(Testo fornito)
────────────────────────────────────────
Invecchiamo. Alcuni di noi portano i figli allo stadio da anni, altri stanno per iniziare. Siamo più composti, meno sguaiati e quando l’Inter segna cerchiamo di non travolgere donne e bambini. Magari a volte si fatica, come martedì al gol di Vecino, ma in genere riusciamo a mantenere un comportamento decoroso.
Ecco, martedì.
C’era un bimbo con noi. Sette anni, la seconda maglia indossata con orgoglio, un bellissimo bambino emozionato. Lo era prima della partita, non sono riuscito a rivederlo subito dopo l’uragano di gioia perché era a qualche fila da noi. Suo padre è laziale, ci siamo sentiti mercoledì mattina e mi ha raccontato di aver parlato con il suo piccolo interista mentre uscivano dallo stadio e di avergli spiegato che quella partita, quell’esplosione di gioia incontenibile, quegli abbracci e quel rumore spaventoso eppure pieno di armonia li ricorderà a lungo, rimarrano per sempre nella sua memoria di tifoso.
Non ricorderà di aver assistito alla prima partita del primo turno del girone eliminatorio di Champions League e nemmeno ricorderà l’ordine dei marcatori, o forse sì (la memoria selettiva dei bambini è prodigiosa).
Da due giorni leggo scemenze inenarrabili su come e perché Daniele Adani e Riccardo Trevisani avrebbero dovuto dosare le emozioni e contenersi nell’esultanza, in nome di una professionalità e di una deontologia mobile, da utilizzare come ulteriore strumento di tifo all’occorrenza. Secondo l’accusa hanno urlato troppo, quindi sono interisti, quindi non sono stati professionali, tantomeno se commisuriamo l’intensità del commento all’occasione: una partita di girone di Champions League.
Ero allo stadio, a San Siro.
Gli ultimi dieci minuti di una partita comunque tesa e snervante sono stati qualcosa di folle, un frullatore di emozioni e sentimenti di quelli che solo il Meazza può regalare. Quando 70000 persone si ritrovano sulla stessa frequenza, all’improvviso il suono dello stadio cambia e succede qualcosa di magico. Può trattarsi di una normalissima partita di campionato (Inter – Sampdoria 3 a 2), o della semifinale di Champions (la rimonta con il Barcellona), ma quando succede è difficile trovare una spiegazione logica al contagio dell’euforia.
Il concetto filosofico di Pazza Inter sta lì, non nei risultati sul campo e nell’altalena di umiliazioni e resurrezione. La follia è di chi sta seduto a guardare e trasmette ai giocatori i suoi stati d’animo. C’è un nesso di causalità tra la nevrosi del tifoso interista e i risultati sul campo, San Siro può essere lo stadio migliore o il peggiore del mondo, senza alcun preavviso. È sempre stato così, sarà sempre così.
────────────────────────────────────────
(Compiti assegnati)
1) Rispondi a queste domande sul testo dedicato all'Inter a San Siro:
(a) Quanti anni ha il bambino che era allo stadio?
(b) Per quale squadra tifa il padre del bambino?
(c) Quante persone, secondo il testo, si ritrovano sulla stessa frequenza allo stadio?
2) Come prosegue il testo sull'Inter a San Siro dopo la sua ultima frase? Scrivine il seguito.
I dati non sono necessari per rispondere.

(Dati archiviati)
────────────────────────────────────────
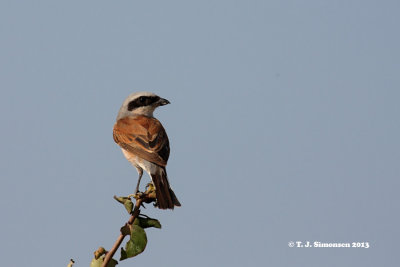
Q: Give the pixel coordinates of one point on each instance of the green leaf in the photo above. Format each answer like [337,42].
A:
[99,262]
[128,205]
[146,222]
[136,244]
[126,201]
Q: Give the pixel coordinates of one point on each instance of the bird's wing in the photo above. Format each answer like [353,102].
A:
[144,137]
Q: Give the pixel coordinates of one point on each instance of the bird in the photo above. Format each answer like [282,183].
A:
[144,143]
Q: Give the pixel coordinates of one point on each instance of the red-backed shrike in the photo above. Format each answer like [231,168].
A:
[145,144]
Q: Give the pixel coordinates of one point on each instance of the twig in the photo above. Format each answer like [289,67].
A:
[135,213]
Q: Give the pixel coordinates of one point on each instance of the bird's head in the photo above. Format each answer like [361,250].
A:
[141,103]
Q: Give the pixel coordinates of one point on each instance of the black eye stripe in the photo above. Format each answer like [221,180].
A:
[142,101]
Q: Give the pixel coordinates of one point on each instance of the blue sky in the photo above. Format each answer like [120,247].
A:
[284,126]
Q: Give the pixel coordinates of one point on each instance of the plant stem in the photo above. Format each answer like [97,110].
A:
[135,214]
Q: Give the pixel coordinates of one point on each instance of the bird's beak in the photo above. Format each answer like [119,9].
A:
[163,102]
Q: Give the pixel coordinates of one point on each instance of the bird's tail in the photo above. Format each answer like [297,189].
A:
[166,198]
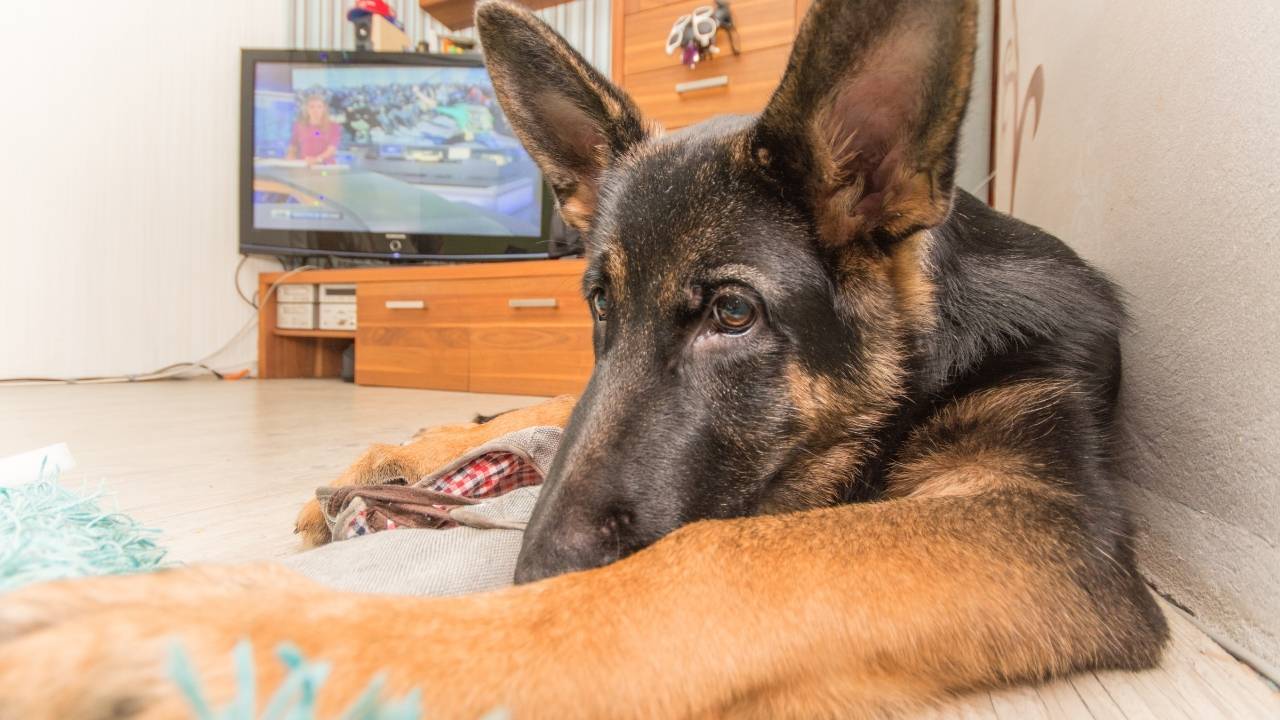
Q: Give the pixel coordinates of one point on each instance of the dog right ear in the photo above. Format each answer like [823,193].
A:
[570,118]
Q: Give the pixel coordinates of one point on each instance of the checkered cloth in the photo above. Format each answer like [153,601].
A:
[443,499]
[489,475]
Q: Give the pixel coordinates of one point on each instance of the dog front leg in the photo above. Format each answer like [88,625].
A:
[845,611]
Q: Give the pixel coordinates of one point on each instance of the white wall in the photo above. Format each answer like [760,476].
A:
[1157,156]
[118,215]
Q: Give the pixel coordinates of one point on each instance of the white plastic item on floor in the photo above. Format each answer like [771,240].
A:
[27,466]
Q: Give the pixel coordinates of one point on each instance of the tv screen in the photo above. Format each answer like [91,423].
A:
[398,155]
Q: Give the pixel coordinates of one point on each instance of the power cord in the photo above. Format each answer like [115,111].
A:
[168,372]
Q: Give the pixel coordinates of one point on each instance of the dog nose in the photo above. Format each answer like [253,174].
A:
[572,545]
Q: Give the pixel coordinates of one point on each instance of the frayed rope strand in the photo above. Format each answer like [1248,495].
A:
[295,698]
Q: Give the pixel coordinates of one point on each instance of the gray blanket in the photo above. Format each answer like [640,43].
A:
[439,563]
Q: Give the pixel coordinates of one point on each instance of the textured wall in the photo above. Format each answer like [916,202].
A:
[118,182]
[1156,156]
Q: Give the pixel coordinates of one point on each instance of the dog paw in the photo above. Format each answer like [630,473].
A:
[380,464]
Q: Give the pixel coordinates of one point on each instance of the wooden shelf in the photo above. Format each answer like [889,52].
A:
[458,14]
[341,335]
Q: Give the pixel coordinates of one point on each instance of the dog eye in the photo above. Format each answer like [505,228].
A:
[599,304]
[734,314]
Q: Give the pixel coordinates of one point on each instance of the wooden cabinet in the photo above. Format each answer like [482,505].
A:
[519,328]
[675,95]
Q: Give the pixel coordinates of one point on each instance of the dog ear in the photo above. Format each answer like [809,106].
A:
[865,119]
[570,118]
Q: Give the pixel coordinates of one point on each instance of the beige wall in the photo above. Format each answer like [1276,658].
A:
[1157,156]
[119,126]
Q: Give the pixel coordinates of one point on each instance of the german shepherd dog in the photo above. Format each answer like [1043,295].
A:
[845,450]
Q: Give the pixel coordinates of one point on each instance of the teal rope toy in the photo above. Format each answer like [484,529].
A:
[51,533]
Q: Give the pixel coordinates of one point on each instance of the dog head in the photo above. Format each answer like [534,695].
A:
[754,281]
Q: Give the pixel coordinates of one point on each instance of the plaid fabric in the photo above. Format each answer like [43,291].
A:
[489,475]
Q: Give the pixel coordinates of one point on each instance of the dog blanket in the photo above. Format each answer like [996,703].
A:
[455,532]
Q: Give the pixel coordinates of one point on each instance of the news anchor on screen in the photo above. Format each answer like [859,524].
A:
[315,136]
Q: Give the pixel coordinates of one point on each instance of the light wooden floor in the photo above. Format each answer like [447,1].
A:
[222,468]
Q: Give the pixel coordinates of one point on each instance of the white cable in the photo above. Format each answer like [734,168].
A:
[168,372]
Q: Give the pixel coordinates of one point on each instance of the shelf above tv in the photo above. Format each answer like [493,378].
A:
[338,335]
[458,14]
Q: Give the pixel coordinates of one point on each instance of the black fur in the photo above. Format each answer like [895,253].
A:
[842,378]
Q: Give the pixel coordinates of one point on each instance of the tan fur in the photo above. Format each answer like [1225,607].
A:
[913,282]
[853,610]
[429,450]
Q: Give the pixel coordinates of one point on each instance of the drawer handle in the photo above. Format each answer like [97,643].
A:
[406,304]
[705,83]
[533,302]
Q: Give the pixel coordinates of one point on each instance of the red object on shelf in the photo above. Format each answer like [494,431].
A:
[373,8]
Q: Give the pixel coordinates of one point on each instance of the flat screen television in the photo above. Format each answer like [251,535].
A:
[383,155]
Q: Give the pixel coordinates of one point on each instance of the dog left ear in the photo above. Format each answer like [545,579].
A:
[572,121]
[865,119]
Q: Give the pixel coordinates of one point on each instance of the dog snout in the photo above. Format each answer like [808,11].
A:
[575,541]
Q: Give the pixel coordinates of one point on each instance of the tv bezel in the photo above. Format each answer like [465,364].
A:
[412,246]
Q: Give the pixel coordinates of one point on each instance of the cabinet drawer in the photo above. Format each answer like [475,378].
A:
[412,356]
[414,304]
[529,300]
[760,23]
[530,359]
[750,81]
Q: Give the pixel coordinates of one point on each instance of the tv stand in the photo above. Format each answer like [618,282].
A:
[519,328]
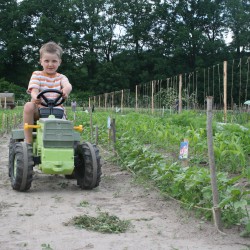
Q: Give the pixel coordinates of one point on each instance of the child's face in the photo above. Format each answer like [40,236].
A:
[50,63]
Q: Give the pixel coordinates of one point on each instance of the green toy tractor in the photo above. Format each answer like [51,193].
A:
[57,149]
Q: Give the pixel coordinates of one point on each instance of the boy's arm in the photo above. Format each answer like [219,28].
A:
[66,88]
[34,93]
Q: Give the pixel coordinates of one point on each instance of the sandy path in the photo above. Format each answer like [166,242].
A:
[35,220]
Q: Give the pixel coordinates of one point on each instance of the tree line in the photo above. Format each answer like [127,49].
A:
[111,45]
────────────────────────────────────────
(Risultati attesi)
1)
(a) Sette anni.
(b) Per la Lazio.
(c) 70000.

2)
Non posseggo apparecchi per la misurazione dei decibel, eppure sono abbastanza sicuro che dal calcio d’angolo al gol, in quei dieci secondi il volume non sia mai sceso, che l’esultanza sia stata un continuum. Adani e Trevisani erano lì. Il loro lavoro è raccontare le partite, conoscere le squadre, gli schemi e gli uomini. Il loro lavoro è anche quello di raccontare le emozioni e solo i migliori lo sanno fare. L’esultanza sguaiata, scomposta, euforica di San Siro è solo entrata nei loro microfoni, hanno testimoniato quello che stava succedendo lì. Esagerando? Certo, che poi è lo stesso motivo per cui a distanza di tre giorni ho un ginocchio acciaccato e sono quasi senza voce.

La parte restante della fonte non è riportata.